■ **Brief**:
Reproduce every entry below precisely. Pictures are excluded from the copy.

■ **Material provided**:

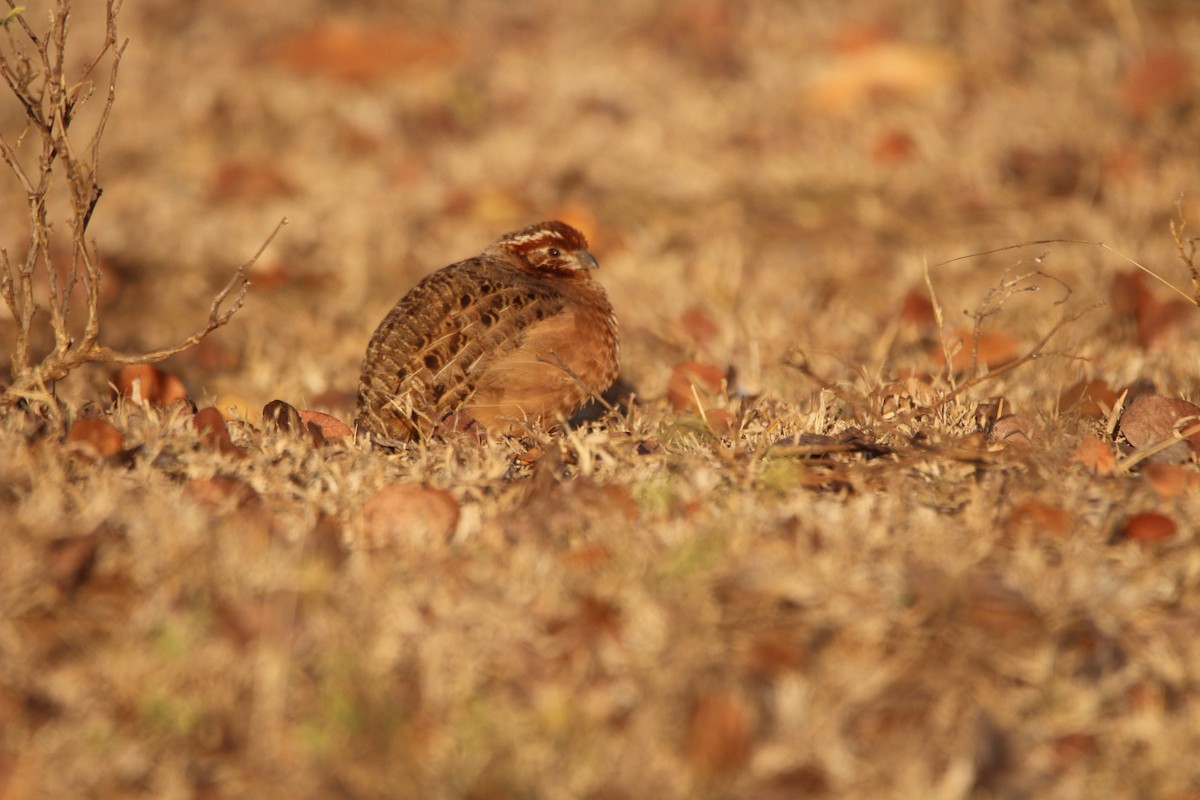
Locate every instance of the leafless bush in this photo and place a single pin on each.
(45, 157)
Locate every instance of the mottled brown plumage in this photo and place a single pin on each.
(520, 334)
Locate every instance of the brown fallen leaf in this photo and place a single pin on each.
(719, 733)
(1096, 456)
(408, 515)
(994, 349)
(691, 378)
(1092, 398)
(214, 433)
(699, 325)
(1152, 419)
(249, 180)
(855, 77)
(331, 428)
(893, 148)
(144, 383)
(70, 560)
(1156, 80)
(1147, 527)
(1018, 429)
(282, 417)
(96, 438)
(219, 489)
(1053, 173)
(354, 52)
(1171, 480)
(1037, 518)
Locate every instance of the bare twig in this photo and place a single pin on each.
(36, 77)
(1143, 453)
(1145, 269)
(217, 318)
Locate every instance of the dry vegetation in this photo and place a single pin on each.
(881, 522)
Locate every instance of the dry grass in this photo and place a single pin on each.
(855, 591)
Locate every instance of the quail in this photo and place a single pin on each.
(519, 335)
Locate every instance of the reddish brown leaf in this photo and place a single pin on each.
(1051, 173)
(994, 607)
(1158, 79)
(282, 417)
(144, 383)
(1149, 527)
(1095, 455)
(214, 433)
(705, 378)
(1092, 398)
(220, 489)
(719, 733)
(699, 325)
(331, 428)
(1072, 749)
(1037, 518)
(893, 148)
(917, 310)
(1152, 419)
(97, 437)
(70, 560)
(324, 541)
(249, 180)
(409, 513)
(1171, 480)
(994, 349)
(1017, 429)
(1158, 319)
(347, 50)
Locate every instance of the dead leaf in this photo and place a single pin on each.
(96, 437)
(144, 383)
(282, 417)
(917, 310)
(353, 52)
(235, 408)
(1092, 398)
(1152, 419)
(1072, 749)
(1018, 429)
(705, 378)
(1096, 456)
(719, 733)
(70, 560)
(893, 148)
(331, 428)
(1149, 527)
(856, 77)
(1037, 518)
(217, 491)
(699, 325)
(409, 515)
(995, 349)
(1171, 480)
(1156, 80)
(249, 180)
(1054, 173)
(214, 433)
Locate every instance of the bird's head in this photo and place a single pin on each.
(552, 247)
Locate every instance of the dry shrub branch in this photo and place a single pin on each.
(43, 157)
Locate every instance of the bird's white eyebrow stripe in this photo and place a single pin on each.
(534, 236)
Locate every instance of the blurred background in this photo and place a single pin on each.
(779, 172)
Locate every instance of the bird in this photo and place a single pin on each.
(520, 335)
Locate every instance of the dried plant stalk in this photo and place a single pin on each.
(34, 68)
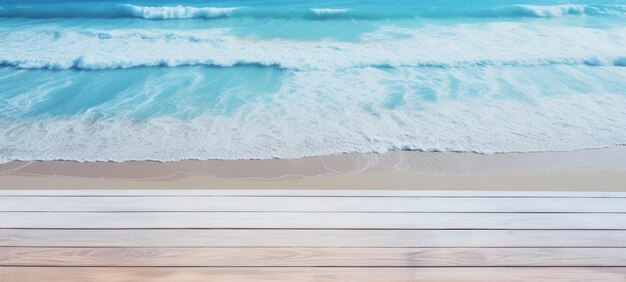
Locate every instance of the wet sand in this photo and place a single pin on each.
(584, 170)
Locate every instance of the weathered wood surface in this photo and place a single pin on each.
(312, 220)
(290, 274)
(326, 257)
(310, 238)
(314, 235)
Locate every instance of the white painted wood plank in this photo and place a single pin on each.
(289, 220)
(290, 274)
(298, 192)
(319, 257)
(310, 238)
(313, 204)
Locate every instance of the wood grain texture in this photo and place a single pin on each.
(311, 238)
(335, 257)
(314, 204)
(291, 220)
(226, 274)
(307, 193)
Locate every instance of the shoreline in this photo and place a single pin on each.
(583, 170)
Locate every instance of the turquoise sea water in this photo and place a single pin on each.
(172, 80)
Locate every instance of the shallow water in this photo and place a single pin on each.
(138, 80)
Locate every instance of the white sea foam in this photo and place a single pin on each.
(327, 11)
(459, 45)
(492, 109)
(177, 12)
(554, 11)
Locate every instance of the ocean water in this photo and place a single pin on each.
(171, 80)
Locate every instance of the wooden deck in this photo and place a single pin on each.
(296, 235)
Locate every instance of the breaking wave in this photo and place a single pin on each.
(191, 12)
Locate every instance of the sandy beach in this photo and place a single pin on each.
(584, 170)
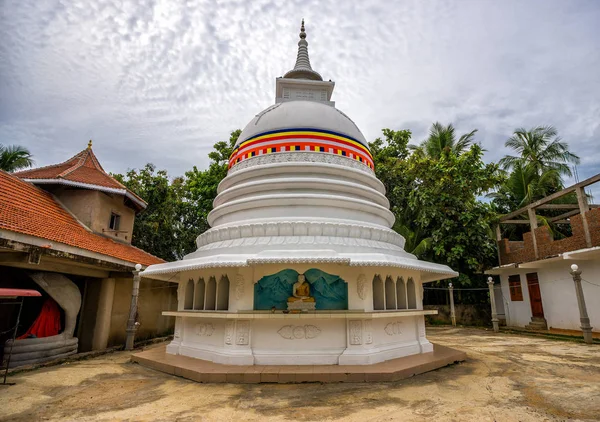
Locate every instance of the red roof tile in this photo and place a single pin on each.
(26, 209)
(81, 168)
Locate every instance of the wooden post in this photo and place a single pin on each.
(583, 317)
(583, 208)
(452, 313)
(132, 324)
(533, 226)
(493, 303)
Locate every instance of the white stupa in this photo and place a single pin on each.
(300, 266)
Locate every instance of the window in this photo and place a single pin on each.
(378, 295)
(514, 285)
(115, 220)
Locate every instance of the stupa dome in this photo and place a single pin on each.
(303, 115)
(301, 265)
(302, 126)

■ **Written solution**:
Locate every instance of the leafless bush in this photo and place a single pin on each.
(45, 157)
Locate every instance of the mottled brown plumage in this photo and place a single pin on each.
(520, 334)
Locate every instance of the brown fallen leaf in this photo and place a single pin on each.
(719, 733)
(1096, 456)
(408, 515)
(994, 349)
(691, 378)
(1092, 398)
(214, 433)
(699, 325)
(1152, 419)
(249, 180)
(855, 77)
(331, 428)
(893, 148)
(144, 383)
(70, 560)
(1156, 80)
(1147, 527)
(1018, 429)
(282, 417)
(96, 438)
(219, 489)
(1053, 173)
(354, 52)
(1171, 480)
(1037, 518)
Locate every instance of the bare twig in this photo and place a single pin on each.
(36, 77)
(1143, 453)
(1145, 269)
(217, 318)
Locate every instance of the dry vegetation in this photo and place a single pin on each.
(881, 522)
Locate every instance of the dry grass in this photo and place a single pin on each.
(855, 591)
Locate every instance of the quail in this photo and place a single pin on each.
(519, 335)
Locate every instance of the reddish brown leaf in this photo and place a single pin on each.
(1051, 173)
(994, 607)
(1158, 79)
(282, 417)
(144, 383)
(1149, 527)
(1095, 455)
(214, 433)
(705, 378)
(1092, 398)
(220, 489)
(719, 733)
(699, 325)
(331, 428)
(1072, 749)
(1037, 518)
(893, 148)
(917, 310)
(1152, 419)
(97, 437)
(70, 560)
(324, 541)
(249, 180)
(409, 513)
(1171, 480)
(994, 349)
(1017, 429)
(1158, 319)
(347, 50)
Locate every instance of the dead leaf in this photo and place a single pin on each.
(96, 437)
(144, 383)
(282, 417)
(917, 310)
(353, 52)
(235, 408)
(1092, 398)
(1152, 419)
(1072, 749)
(1018, 429)
(705, 378)
(1096, 456)
(719, 733)
(70, 560)
(893, 148)
(331, 428)
(1149, 527)
(856, 77)
(1037, 518)
(217, 491)
(699, 325)
(409, 515)
(995, 349)
(1171, 480)
(1156, 80)
(249, 180)
(1054, 173)
(214, 433)
Locate every instance of the bird's head in this photo and place a single pin on each.
(552, 247)
Locate every instance of the dry shrub branch in this photo and place a single pin on each.
(43, 157)
Locate every instance of the bird's white eyebrow stripe in this photo and place a single pin on each.
(534, 236)
Locate every instance of the blurred background in this photo and place a single pin on each.
(779, 172)
Locate every instance of the bird in this photo and place a single pin on each.
(520, 335)
Locate every instance of the dried plant stalk in this photo and place a single pin on each.
(34, 68)
Locate every instance of the wet sand in this photo and place a single pin on each.
(584, 170)
Locate every instance of the weathered wood surface in this photo and place a single pin on each.
(312, 220)
(290, 274)
(326, 257)
(310, 238)
(314, 235)
Locate every instance of the white painted wood plank in this photo and place a single pin on each.
(289, 220)
(290, 274)
(298, 192)
(319, 257)
(310, 238)
(313, 204)
Locate every instance of the wood grain texture in this photo and place a single pin on each.
(311, 238)
(335, 257)
(314, 204)
(291, 220)
(226, 274)
(307, 193)
Locate every instance of the shoreline in this photo and place a single pin on each.
(583, 170)
Locate every instance of the turquoise sea water in this photo and place a single pin on each.
(172, 80)
Locate every instance of the shallow water in this photo and place a single pin on each.
(138, 80)
Locate every instance of the white sea foam in this photo and place a single pin on each.
(327, 11)
(459, 45)
(492, 109)
(177, 12)
(554, 11)
Locate every instance of the ocean water in this photo and place a single pin on each.
(171, 80)
Locate every instance of the wooden deck in this photo and place a single pin on each.
(296, 235)
Locate every instance of the breaking wave in this photo and place a single pin on each.
(191, 12)
Locate every instance of the sandy beach in this photo and place a single pin on each.
(584, 170)
Locate every instance of the red roof tile in this photo and place a single pin on each.
(26, 209)
(81, 168)
Locate every instance of the wooden post in this photo and place a single pin on each.
(583, 317)
(583, 208)
(452, 313)
(132, 324)
(533, 226)
(493, 303)
Locate every instance of the white stupa in this photo and place a single pin on each.
(300, 266)
Locate every instance of the window in this photo and place a single pin on each.
(378, 295)
(514, 285)
(115, 220)
Locate every instance of the stupa dome in this photo and place a single pin on each.
(303, 115)
(301, 265)
(302, 126)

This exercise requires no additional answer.